Document section
This card describes checkpoint 2000 of the Phase 1 Rust QLoRA run.
For the full training plan, governance details, and final recommended checkpoints, see the root model card in the repository.

Model Description

This is a QLoRA fine-tuned version of meta-llama/Meta-Llama-3.1-8B-Instruct specifically trained on Rust code. The model uses 4-bit quantization with LoRA (Low-Rank Adaptation) adapters for efficient training and inference.

The primary modality is Rust code with English comments and explanations.

Training Details

Training Configuration

  • Base Model: meta-llama/Meta-Llama-3.1-8B-Instruct
  • Training Steps: 2,000 / 12,000 (this checkpoint)
  • Learning Rate: 9.468007641482094e-05 (peak)
  • Batch Size: 16 × 4 (effective: 64)
  • Sequence Length: 4096
  • Optimizer: paged_adamw_8bit
  • LR Scheduler: cosine
  • Warmup Steps: 250
  • Weight Decay: 0.0
  • Gradient Checkpointing: True
  • BF16: True

LoRA Configuration

  • Rank (r): 16
  • Alpha: 16
  • Dropout: 0.05
  • Target Modules: q_proj, k_proj, v_proj, o_proj, up_proj, down_proj, gate_proj

Quantization

  • Method: 4-bit NF4 (BitsAndBytes)

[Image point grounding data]
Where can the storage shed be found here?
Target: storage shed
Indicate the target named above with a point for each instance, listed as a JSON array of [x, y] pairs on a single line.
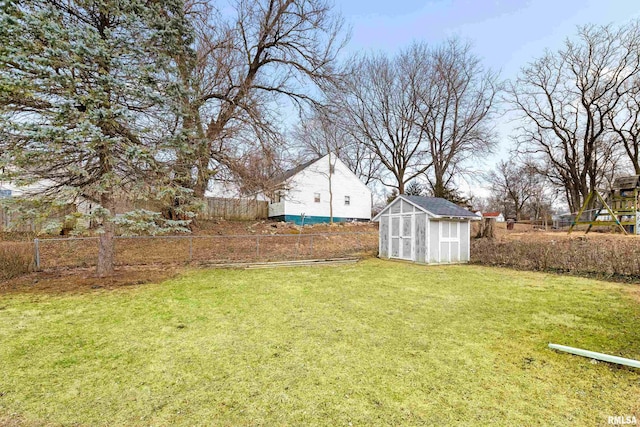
[[425, 229]]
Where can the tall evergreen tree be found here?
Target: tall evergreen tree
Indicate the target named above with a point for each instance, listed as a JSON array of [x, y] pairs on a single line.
[[83, 85]]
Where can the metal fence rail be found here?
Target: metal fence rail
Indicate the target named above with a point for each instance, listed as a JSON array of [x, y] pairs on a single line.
[[140, 250]]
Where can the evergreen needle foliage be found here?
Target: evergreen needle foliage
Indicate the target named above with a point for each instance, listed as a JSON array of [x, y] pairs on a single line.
[[84, 86]]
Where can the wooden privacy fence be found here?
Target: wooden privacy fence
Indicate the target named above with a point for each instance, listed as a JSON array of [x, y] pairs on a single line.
[[242, 209], [11, 222]]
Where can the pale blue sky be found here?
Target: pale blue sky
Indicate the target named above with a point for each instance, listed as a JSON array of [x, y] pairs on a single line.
[[506, 34]]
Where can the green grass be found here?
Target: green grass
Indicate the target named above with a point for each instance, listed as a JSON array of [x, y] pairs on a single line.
[[370, 344]]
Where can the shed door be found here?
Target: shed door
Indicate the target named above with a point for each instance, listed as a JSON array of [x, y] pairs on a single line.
[[395, 237], [406, 237], [401, 237]]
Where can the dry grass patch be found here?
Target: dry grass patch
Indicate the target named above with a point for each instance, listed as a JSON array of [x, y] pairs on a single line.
[[16, 259], [376, 343]]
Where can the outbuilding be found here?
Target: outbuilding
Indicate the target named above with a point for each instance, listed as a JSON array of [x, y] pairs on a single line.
[[425, 229]]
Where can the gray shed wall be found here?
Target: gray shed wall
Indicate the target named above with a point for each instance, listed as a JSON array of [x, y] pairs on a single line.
[[384, 236], [420, 237]]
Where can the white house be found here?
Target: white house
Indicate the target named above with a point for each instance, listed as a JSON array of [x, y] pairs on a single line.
[[425, 229], [318, 190]]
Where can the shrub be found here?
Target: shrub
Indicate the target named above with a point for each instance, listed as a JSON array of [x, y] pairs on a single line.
[[15, 259], [605, 257]]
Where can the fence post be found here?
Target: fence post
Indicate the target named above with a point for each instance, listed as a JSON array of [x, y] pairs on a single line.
[[36, 243]]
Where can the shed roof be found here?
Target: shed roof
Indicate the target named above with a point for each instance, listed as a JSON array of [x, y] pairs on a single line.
[[435, 206], [439, 206]]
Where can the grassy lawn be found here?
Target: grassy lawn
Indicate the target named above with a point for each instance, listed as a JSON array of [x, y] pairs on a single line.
[[369, 344]]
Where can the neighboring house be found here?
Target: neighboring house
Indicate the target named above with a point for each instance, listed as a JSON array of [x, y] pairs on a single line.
[[319, 190], [425, 229], [495, 215]]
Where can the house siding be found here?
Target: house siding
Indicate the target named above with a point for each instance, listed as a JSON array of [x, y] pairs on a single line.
[[300, 190]]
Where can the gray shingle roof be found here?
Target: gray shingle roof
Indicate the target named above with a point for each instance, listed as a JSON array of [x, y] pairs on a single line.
[[438, 206]]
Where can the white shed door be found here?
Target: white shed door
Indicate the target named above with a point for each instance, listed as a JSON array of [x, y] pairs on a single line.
[[406, 237], [402, 236]]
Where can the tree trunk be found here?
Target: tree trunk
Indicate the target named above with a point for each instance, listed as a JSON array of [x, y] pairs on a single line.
[[330, 192], [106, 244], [486, 228]]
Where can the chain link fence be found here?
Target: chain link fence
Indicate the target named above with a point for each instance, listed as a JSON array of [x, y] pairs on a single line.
[[142, 250]]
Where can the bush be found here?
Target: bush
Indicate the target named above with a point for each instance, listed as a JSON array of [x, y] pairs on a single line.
[[603, 257], [15, 259]]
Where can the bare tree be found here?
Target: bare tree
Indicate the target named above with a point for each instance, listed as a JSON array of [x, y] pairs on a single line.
[[378, 102], [625, 123], [456, 107], [249, 60], [566, 99], [323, 130], [513, 186]]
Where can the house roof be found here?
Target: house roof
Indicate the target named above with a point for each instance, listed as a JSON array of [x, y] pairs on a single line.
[[291, 172]]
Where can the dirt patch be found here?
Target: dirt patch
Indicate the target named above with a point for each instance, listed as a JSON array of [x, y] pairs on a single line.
[[84, 280]]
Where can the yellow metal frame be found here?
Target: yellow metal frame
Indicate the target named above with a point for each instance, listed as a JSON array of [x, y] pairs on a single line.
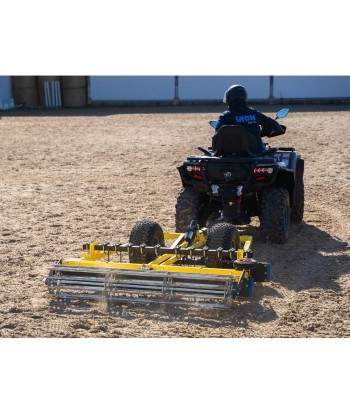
[[166, 262]]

Task set
1 – List every target module named in the LoRA configuration of the model card.
2 – Copy the model card word for word from "This is a QLoRA" to "Rate: 9.468007641482094e-05 (peak)".
None of this data is used in the tasks.

Task results
1 – q_proj, k_proj, v_proj, o_proj, up_proj, down_proj, gate_proj

2 –
This is a QLoRA fine-tuned version of meta-llama/Meta-Llama-3.1-8B-Instruct specifically trained on Rust code. The model uses 4-bit quantization with LoRA (Low-Rank Adaptation) adapters for efficient training and inference.

The primary modality is Rust code with English comments and explanations.

Training Details

Training Configuration

  • Base Model: meta-llama/Meta-Llama-3.1-8B-Instruct
  • Training Steps: 2,000 / 12,000 (this checkpoint)
  • Learning Rate: 9.468007641482094e-05 (peak)